* start *

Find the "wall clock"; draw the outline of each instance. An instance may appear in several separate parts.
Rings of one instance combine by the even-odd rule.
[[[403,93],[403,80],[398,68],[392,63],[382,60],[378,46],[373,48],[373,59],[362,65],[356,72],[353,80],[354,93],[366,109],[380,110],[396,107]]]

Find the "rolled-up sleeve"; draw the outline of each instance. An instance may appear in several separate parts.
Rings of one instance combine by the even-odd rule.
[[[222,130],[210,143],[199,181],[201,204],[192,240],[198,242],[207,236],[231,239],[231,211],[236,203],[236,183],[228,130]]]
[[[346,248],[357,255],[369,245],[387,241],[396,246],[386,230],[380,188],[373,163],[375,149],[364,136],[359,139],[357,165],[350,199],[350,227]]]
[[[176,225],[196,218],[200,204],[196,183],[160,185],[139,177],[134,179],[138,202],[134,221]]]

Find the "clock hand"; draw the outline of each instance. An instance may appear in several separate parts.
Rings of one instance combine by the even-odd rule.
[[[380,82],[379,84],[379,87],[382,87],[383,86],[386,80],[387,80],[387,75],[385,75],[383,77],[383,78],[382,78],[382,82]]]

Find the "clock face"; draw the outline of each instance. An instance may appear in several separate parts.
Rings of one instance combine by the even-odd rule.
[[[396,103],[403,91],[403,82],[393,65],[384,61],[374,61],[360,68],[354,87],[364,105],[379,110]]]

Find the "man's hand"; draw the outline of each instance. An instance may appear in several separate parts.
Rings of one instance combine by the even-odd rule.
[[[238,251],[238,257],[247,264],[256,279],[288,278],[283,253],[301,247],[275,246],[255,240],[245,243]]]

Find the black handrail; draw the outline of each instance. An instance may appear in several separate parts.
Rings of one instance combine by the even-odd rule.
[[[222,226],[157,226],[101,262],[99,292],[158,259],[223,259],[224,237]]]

* end *

◆ **Exercise aim**
Please retype every one of the records above word for word, keeping each line unchanged.

◆ **Solution**
Find the "wall clock"; draw the outline of each instance. An instance may appear in several separate parts.
Rings of one instance combine by the even-odd rule.
[[[403,93],[403,80],[398,68],[392,63],[382,60],[378,46],[373,48],[373,59],[362,65],[356,72],[353,80],[354,93],[366,109],[380,110],[396,107]]]

Find the "rolled-up sleeve"; draw the outline of each instance. An instance may appear in several separate parts.
Rings of one instance combine by the even-odd rule.
[[[222,130],[210,143],[199,181],[201,204],[192,240],[198,242],[207,236],[231,239],[231,211],[236,203],[236,183],[228,130]]]
[[[346,248],[357,255],[369,245],[387,241],[396,246],[386,230],[380,188],[373,163],[375,149],[364,136],[359,139],[357,165],[350,199],[350,227]]]
[[[176,225],[196,218],[200,204],[196,183],[160,185],[139,177],[134,179],[138,202],[134,221]]]

Find the "clock hand"; draw the outline of each instance. An instance may appear in several separate parts.
Rings of one instance combine by the even-odd rule.
[[[380,82],[379,84],[379,87],[382,87],[383,86],[386,80],[387,80],[387,75],[385,75],[383,77],[383,78],[382,78],[382,82]]]

Find the "clock face"; draw the outline of each instance. An instance may appear in several separate parts.
Rings of one instance combine by the even-odd rule.
[[[396,103],[403,91],[403,82],[393,65],[384,61],[374,61],[360,68],[354,87],[364,105],[379,110]]]

Find the "man's hand"; draw the outline of each instance. An instance may appear in several separate parts.
Rings of one instance combine by the even-odd rule.
[[[238,251],[238,257],[247,264],[256,279],[288,278],[283,253],[301,247],[275,246],[255,240],[245,243]]]

Find the black handrail; draw the outline of each instance. An instance may appear in several separate parts.
Rings of one instance combine by the even-odd rule.
[[[222,226],[157,226],[101,262],[99,292],[158,259],[223,259],[224,237]]]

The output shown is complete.